### [DIRECTIVE A]
In the records below, replace "brick chimney" with "stone chimney" and leave every other word unchanged. Omit the pictures from your answer.

** start of DOCUMENT SECTION **

Different Trains and The Devil of History

I've been thinking about history and History.

history with a small h is the brownian motion of capital and ideas and people. It's your grandpa's story about how his dad helped manage a vaudeville theater. It's the book you picked off the shelf in the used book store, and you read it, and it changed who you are. It's the small series of events that led to you getting your job. It's the story of how you met your wife.

Then there's History, the Great and Grand History, the Events that Will Be Recorded. The ones that will end up in the big shabby textbook, given to you at the start of the semester with the names of the students who had it before you inscribed on the inside cover, and their doodles and marks and scrawls throughout, until the book is too old, its recent history section too far in the past, and the thing is sent out to pulp.

Most of us live our lives in history, but occasionally the Events of History interrupt us. There are three such Events that have changed my own history.

** end of DOCUMENT SECTION **
** start of SOURCE MATERIAL **

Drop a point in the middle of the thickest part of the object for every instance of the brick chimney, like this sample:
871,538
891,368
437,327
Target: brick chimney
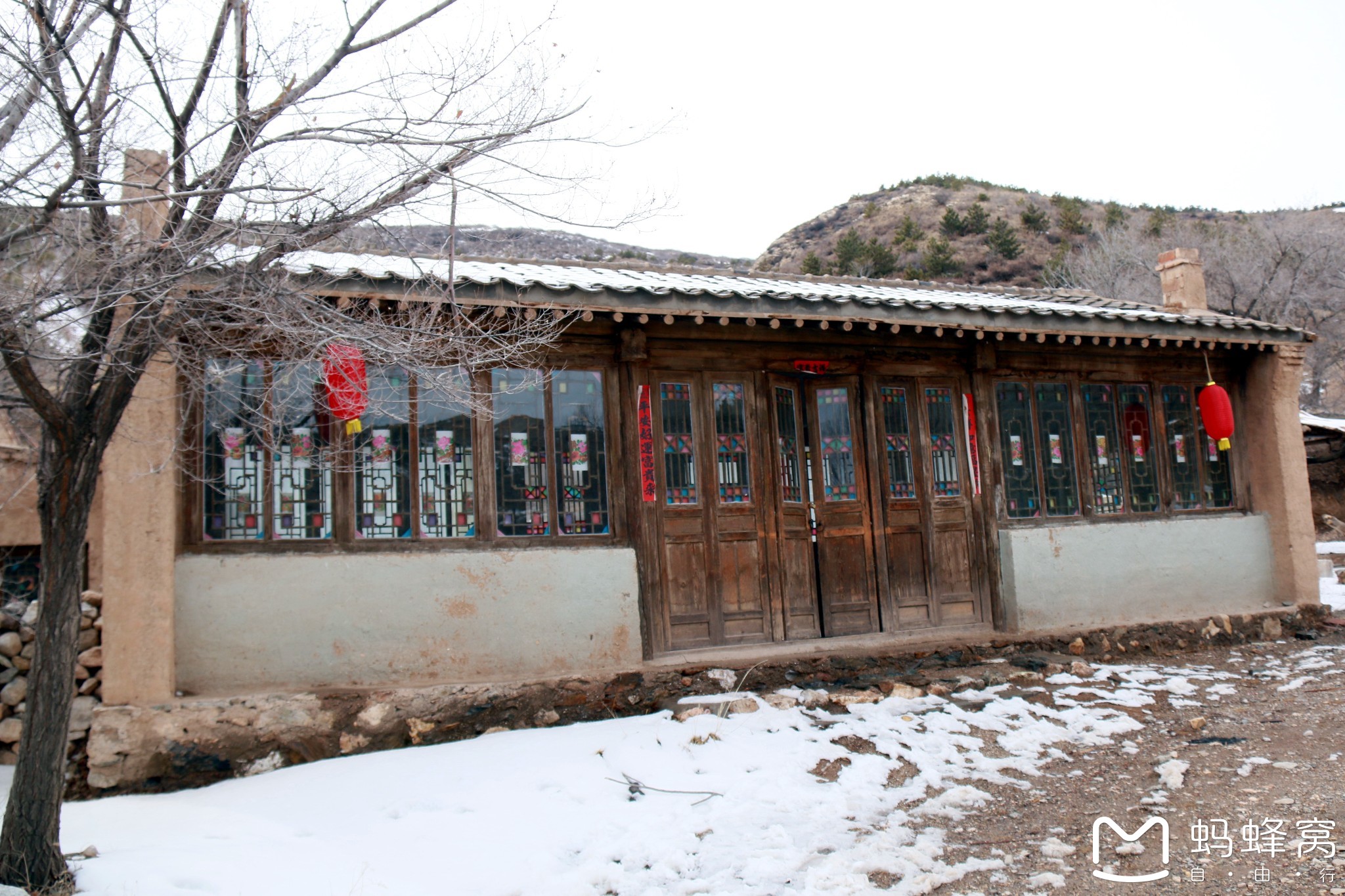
146,174
1183,280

** end of SOURCE MATERIAL **

### [DIRECTIVE B]
Restate the passage on history and History above word for word.

### [RESULT A]
Drop a point in the middle of the thickest part of the object for every instance of the stone chimney, like this sample:
871,538
891,368
437,327
Target: stone chimney
146,174
1183,280

### [RESULT B]
Different Trains and The Devil of History

I've been thinking about history and History.

history with a small h is the brownian motion of capital and ideas and people. It's your grandpa's story about how his dad helped manage a vaudeville theater. It's the book you picked off the shelf in the used book store, and you read it, and it changed who you are. It's the small series of events that led to you getting your job. It's the story of how you met your wife.

Then there's History, the Great and Grand History, the Events that Will Be Recorded. The ones that will end up in the big shabby textbook, given to you at the start of the semester with the names of the students who had it before you inscribed on the inside cover, and their doodles and marks and scrawls throughout, until the book is too old, its recent history section too far in the past, and the thing is sent out to pulp.

Most of us live our lives in history, but occasionally the Events of History interrupt us. There are three such Events that have changed my own history.